Short exercise 1 = Echo the stretch from "However, the built-in" through "display(rawDF)" in the page on user-defined functions below.

═══ Source extract ═══

Work with user-defined functions

  1. สำรวจข้อมูล
  2. User Defined Functions
  3. Decorator Syntax [Python Only]
  4. Vectorized UDF
  5. Examples

If you can use the built-in functions in sql.functions, you certainly should use them as they less likely to have bugs and can be optimized by Catalyst.

However, the built-in functions don’t contain everything you need, and sometimes you have to write custom functions, known as User Defined Functions.

1. สำรวจข้อมูล

ใช้ตัวอย่างไฟล์ csv จาก Read data in CSV format

csvFile= "dbfs:/mnt/training/sample.tsv"

rawDF = (spark.read
    .option("sep", "\t")
    .csv(csvFile, header=True, inferSchema=True, multiLine=True, escape='"')
)
display(rawDF)

Let’s select the columns id and name, as well as filter out all the rows that contain nulls.

tempDF = (rawDF.select("id", "name")
    .dropna()
)
display(tempDF)

2. User Defined Functions

We’ve seen many built-in functions (e.g. avglitcol, etc.). However, sometimes you might need a specific function that is not provided, so let’s look at how to define your own User Defined Function.

For example, let’s say we want to get the some initial from our name field. Let’s start by writing that function in local Python/Scala.

def firstInitialFunction(name):
  return name[2:4]

firstInitialFunction("Jack")
Out: 'ck'

Now we have to define a UDF that wraps the function. This will serialize our function and send it to the executors so that we can use it in our DataFrame.

firstInitialUDF = udf(firstInitialFunction)

หรือจะกำหนด return type ไว้ก็ได้ แบบนี้

from pyspark.sql.types import *

firstInitialUDF = udf(firstInitialFunction, StringType())

หรือ

firstInitialUDF = udf(firstInitialFunction, "string")
from pyspark.sql.functions import col
display(tempDF.select(firstInitialUDF(col("name"))))

We can also create a UDF using spark.sql.register, which will create the UDF in the SQL namespace.

tempDF.createOrReplaceTempView("tempDF")

spark.udf.register("sql_udf", firstInitialFunction)
%sql
select sql_udf(name) as initial from tempDF

3. Decorator Syntax [Python Only]

Alternatively, you can define a UDF using decorator syntax in Python with the dataType the function will return.

However, you cannot call the local Python function anymore (e.g. decoratorUDF("Jack") will not work)

═══ Exercise input ═══

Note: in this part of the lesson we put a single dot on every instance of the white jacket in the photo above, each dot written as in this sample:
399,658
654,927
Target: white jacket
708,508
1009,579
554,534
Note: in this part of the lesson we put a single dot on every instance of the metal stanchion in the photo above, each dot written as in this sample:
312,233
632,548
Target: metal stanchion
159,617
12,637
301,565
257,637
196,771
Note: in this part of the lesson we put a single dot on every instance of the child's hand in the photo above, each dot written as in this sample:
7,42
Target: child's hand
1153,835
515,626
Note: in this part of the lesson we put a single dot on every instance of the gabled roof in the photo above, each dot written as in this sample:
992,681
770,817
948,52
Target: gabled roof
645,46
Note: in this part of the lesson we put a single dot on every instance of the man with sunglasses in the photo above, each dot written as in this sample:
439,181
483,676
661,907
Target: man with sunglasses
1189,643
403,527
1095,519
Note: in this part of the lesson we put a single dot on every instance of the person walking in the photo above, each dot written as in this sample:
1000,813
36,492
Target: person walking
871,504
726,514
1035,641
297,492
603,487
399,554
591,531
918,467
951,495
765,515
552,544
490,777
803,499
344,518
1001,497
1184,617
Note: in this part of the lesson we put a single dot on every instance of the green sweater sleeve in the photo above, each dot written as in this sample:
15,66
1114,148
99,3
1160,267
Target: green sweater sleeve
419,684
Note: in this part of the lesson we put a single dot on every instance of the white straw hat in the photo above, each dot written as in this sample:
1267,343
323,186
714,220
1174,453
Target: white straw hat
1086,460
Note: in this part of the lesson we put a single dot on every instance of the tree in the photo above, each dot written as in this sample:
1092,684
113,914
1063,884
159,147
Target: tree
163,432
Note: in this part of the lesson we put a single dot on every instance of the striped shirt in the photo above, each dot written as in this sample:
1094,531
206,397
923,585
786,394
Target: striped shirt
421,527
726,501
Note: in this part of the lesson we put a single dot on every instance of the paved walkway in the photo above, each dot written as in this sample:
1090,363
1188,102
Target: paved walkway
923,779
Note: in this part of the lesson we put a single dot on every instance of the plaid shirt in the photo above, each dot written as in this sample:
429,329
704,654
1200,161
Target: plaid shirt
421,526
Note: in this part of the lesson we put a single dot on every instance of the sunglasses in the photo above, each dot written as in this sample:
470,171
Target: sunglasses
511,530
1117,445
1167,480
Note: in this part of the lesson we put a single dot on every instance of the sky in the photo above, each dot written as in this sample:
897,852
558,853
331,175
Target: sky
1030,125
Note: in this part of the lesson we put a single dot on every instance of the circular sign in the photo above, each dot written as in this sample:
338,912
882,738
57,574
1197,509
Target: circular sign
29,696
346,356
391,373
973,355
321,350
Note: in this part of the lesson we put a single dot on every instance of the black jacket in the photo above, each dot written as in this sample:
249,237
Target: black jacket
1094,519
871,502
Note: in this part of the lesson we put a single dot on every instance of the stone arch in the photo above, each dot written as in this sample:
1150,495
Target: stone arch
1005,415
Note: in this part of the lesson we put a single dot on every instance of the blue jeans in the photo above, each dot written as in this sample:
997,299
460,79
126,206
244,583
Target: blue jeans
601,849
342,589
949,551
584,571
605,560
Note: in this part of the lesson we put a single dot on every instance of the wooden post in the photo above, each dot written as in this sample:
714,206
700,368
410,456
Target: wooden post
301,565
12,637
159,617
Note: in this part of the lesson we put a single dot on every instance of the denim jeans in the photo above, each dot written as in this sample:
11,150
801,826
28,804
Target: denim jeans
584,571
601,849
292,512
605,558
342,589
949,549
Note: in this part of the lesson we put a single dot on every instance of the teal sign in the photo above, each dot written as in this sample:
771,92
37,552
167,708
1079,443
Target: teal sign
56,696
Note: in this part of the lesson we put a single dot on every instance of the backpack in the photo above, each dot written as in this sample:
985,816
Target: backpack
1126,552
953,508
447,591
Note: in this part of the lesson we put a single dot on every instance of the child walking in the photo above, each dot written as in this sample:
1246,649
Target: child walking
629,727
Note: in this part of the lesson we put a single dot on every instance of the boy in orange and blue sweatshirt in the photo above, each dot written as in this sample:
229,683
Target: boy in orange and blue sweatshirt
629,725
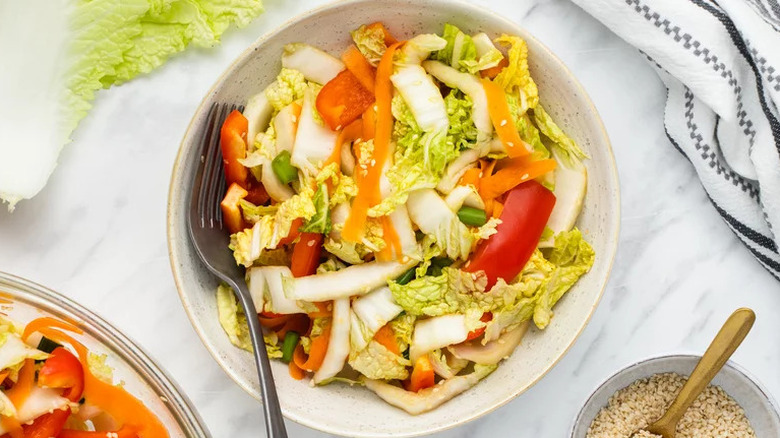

═══

Short exercise 2 = Please duplicate the stretch of the listing above from the line containing "of the teal" through the end of the listing, leaving the pictures out.

Right answer 1 =
However, the built-in functions don’t contain everything you need, and sometimes you have to write custom functions, known as User Defined Functions.

1. สำรวจข้อมูล

ใช้ตัวอย่างไฟล์ csv จาก Read data in CSV format

csvFile= "dbfs:/mnt/training/sample.tsv"

rawDF = (spark.read
    .option("sep", "\t")
    .csv(csvFile, header=True, inferSchema=True, multiLine=True, escape='"')
)
display(rawDF)

Right answer 2 =
Note: in this part of the lesson we put a single dot on every instance of the teal sign in the photo above, each dot written as in this sample:
771,92
37,552
167,708
1079,443
Target: teal sign
56,696
Note: in this part of the lesson we put a single dot on every instance of the backpack in the photo above, each dot written as in this sample:
985,816
Target: backpack
1126,552
953,508
447,591
Note: in this part of the lesson we put a single dot on every instance of the child walking in the photo above, each dot written as in this sample:
1246,649
Target: child walking
629,727
Note: in this part of the lesson we put a single dot on every instance of the boy in orange and blue sweatshirt in the photo above, each dot written as in this sample:
229,683
Target: boy in orange and blue sweatshirt
629,725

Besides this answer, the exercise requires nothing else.